Énoncé du problème
Mettez toutes les lignes des enregistrements ci-dessous sous forme de liste numérotée, en omettant les lignes vides. Ne reprenez pas les images dans votre réponse.

Données sources
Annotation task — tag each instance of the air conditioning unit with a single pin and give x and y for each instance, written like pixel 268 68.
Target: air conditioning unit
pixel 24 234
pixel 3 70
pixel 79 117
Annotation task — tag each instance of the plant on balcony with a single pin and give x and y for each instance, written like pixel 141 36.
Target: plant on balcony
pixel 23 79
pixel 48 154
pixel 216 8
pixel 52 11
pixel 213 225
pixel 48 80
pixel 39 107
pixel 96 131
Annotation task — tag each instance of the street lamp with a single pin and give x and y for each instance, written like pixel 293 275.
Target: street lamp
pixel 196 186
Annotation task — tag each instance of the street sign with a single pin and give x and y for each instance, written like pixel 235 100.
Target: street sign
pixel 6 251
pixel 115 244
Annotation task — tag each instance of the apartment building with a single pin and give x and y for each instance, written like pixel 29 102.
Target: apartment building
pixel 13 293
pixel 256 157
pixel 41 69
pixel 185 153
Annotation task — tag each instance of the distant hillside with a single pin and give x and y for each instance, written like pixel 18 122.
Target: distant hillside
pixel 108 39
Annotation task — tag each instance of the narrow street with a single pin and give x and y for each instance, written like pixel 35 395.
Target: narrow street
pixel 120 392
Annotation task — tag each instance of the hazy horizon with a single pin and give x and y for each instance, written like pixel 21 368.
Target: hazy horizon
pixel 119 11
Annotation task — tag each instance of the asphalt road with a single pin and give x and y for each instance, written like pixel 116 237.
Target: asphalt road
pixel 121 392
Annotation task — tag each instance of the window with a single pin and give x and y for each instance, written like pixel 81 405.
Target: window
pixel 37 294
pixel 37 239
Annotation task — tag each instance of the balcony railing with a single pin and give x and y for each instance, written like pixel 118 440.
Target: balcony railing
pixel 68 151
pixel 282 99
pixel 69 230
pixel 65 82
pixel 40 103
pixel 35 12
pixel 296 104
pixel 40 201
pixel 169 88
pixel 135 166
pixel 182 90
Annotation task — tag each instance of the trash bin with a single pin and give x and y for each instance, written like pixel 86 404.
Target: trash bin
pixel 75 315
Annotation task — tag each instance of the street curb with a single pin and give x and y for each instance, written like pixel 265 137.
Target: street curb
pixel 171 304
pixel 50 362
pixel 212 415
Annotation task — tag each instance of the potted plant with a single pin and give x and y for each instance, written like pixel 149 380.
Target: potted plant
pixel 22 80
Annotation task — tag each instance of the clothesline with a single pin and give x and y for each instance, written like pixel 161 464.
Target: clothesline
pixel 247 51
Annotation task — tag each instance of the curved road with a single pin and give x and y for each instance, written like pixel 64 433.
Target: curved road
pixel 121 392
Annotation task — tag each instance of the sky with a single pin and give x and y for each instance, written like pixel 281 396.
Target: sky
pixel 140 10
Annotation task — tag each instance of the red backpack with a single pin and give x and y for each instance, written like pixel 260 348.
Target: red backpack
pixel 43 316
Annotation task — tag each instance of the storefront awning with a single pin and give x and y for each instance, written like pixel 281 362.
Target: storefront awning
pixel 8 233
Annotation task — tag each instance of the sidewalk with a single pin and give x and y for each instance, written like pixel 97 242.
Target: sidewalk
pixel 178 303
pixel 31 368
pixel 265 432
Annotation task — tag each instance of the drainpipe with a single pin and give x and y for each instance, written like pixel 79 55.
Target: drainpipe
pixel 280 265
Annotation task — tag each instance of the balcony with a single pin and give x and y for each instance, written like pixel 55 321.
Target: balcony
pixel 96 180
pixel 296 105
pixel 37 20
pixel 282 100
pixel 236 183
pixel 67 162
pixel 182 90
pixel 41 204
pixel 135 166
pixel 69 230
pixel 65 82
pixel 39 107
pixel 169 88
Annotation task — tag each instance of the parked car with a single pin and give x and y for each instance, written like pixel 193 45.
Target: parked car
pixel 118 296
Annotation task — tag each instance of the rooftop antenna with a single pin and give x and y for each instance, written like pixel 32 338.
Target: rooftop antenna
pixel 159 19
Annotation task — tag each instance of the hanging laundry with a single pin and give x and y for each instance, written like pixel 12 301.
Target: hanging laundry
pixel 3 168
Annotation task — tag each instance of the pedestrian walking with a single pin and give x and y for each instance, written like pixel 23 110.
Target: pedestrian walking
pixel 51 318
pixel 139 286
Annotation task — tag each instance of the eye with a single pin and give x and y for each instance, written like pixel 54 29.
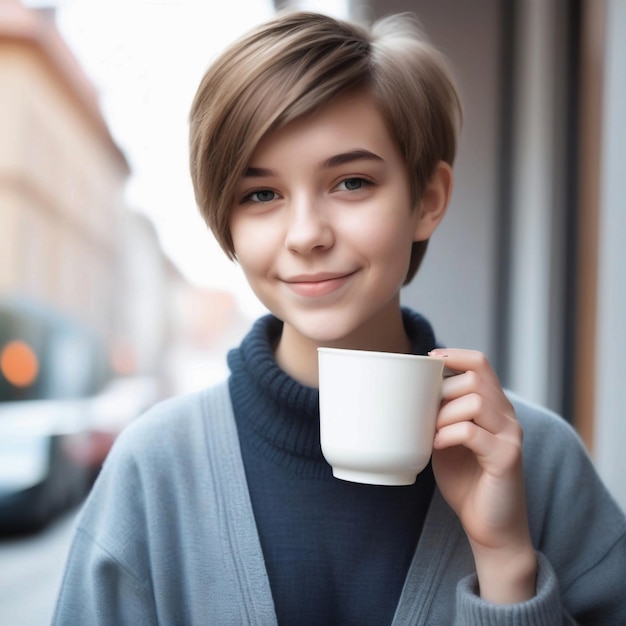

Solution ci-dessous
1. Annotation task — tag each instance of the air conditioning unit with a single pin and give x and y for each instance, written like pixel 268 68.
2. Target: air conditioning unit
3. pixel 24 234
4. pixel 3 70
5. pixel 79 117
6. Annotation task — tag each instance of the plant on balcony with a single pin and give x and y for each instance, written like pixel 141 36.
7. Target: plant on balcony
8. pixel 23 79
9. pixel 48 154
10. pixel 216 8
11. pixel 52 11
12. pixel 213 225
13. pixel 48 80
14. pixel 39 107
15. pixel 96 131
16. Annotation task — tag each instance of the street lamp with a single pin and give x and y for each instance, written like pixel 293 275.
17. Target: street lamp
18. pixel 196 186
19. Annotation task — tag each instance of the street sign with a single pin and give x and y for each instance, written like pixel 235 100.
20. Target: street sign
21. pixel 6 251
22. pixel 115 244
23. Annotation task — tag each instance of the apartment building with a single pin and give x and y for each instance, written like pixel 29 102.
24. Target: apartment building
25. pixel 13 293
26. pixel 256 157
27. pixel 41 69
28. pixel 185 153
29. Annotation task — tag each instance of the distant hillside with a single pin and give x and y for each instance, written like pixel 18 122.
30. Target: distant hillside
31. pixel 108 39
32. Annotation task — tag each instance of the narrow street with a single pin and give x and y for each instance, written like pixel 35 395.
33. Target: narrow street
34. pixel 120 392
35. Annotation task — tag each instance of the hazy horizon with a single pin and give x and y for each instance, written like pixel 21 368.
36. Target: hazy horizon
37. pixel 119 11
38. Annotation task — tag each instance of the asphalt road with a single pin and give x and y for each instance, written like pixel 116 237.
39. Target: asphalt road
40. pixel 121 392
41. Annotation task — tag each instance of the window with a single pin and give x and y for each instance, written like pixel 81 405.
42. Target: window
43. pixel 37 294
44. pixel 37 239
45. Annotation task — tag each instance of the balcony railing with a single pin and give x and y for each instance, written like pixel 118 440.
46. Target: balcony railing
47. pixel 68 151
48. pixel 282 99
49. pixel 69 230
50. pixel 65 82
51. pixel 40 103
52. pixel 35 12
53. pixel 296 104
54. pixel 40 201
55. pixel 169 88
56. pixel 135 166
57. pixel 182 90
58. Annotation task — tag each instance of the trash bin with a single pin and give x and y for each instance, written like pixel 86 404.
59. Target: trash bin
60. pixel 75 315
61. Annotation task — tag each instance of the street curb with a single pin and give x and y for each instance, written like pixel 265 137.
62. Target: street curb
63. pixel 171 304
64. pixel 50 362
65. pixel 212 415
66. Annotation task — tag each instance of the potted plant with a single pin and give x and y for each instance, written like pixel 149 380.
67. Target: potted plant
68. pixel 22 80
69. Annotation task — tag each instance of the clothesline with a single pin and give x and y for each instance, written like pixel 161 464.
70. Target: clothesline
71. pixel 247 51
72. Annotation task — tag each instance of the curved road with a single pin and give x and y for each instance, written like pixel 64 433.
73. Target: curved road
74. pixel 121 392
75. Annotation task — tag each instance of the sky with a single pin and give x and y for each instance, written like pixel 281 396.
76. Target: sky
77. pixel 140 10
78. Annotation task — tag each instance of the red backpack with a single pin and give x and y for each instance, written like pixel 260 348.
79. Target: red backpack
80. pixel 43 316
81. Annotation task — tag each instance of the storefront awning with a single pin and give x and y for each instance, written like pixel 281 362.
82. Target: storefront awning
83. pixel 8 233
84. Annotation task — tag each instance of the sidewalk with a single pin and give x and y for each instance, written like pixel 97 242.
85. Target: sidewalk
86. pixel 178 303
87. pixel 31 368
88. pixel 265 432
89. Annotation task — tag each instance of the drainpipe with a single pin and give x and y for each instance, written like pixel 79 55.
90. Target: drainpipe
91. pixel 280 265
92. Annotation task — tag each instance of the balcony with a single pin and give x and y for each instance, written like pixel 55 321.
93. Target: balcony
94. pixel 96 180
95. pixel 296 105
96. pixel 37 20
97. pixel 282 100
98. pixel 236 183
99. pixel 67 162
100. pixel 182 90
101. pixel 41 204
102. pixel 135 166
103. pixel 69 230
104. pixel 65 82
105. pixel 39 107
106. pixel 169 88
107. Annotation task — tag each instance of the parked car with a single pin and give x and y for each instance, written like pixel 193 45.
108. Target: parked car
109. pixel 118 296
110. Annotation task — tag each instance of the rooftop antenna with a single pin and give x and y for each instance, written like pixel 32 338.
111. Target: rooftop antenna
112. pixel 159 19
113. Annotation task — tag each instance of the hanging laundry with a single pin and give x and y for each instance, written like pixel 12 301.
114. Target: hanging laundry
115. pixel 3 168
116. Annotation task — tag each instance of the pedestrian walking with a single pin and give x and y for each instance, written like pixel 23 110.
117. Target: pedestrian walking
118. pixel 51 318
119. pixel 139 286
120. Annotation task — tag each instance of the eye with a single pin and give x and y for each instance, written like pixel 54 29.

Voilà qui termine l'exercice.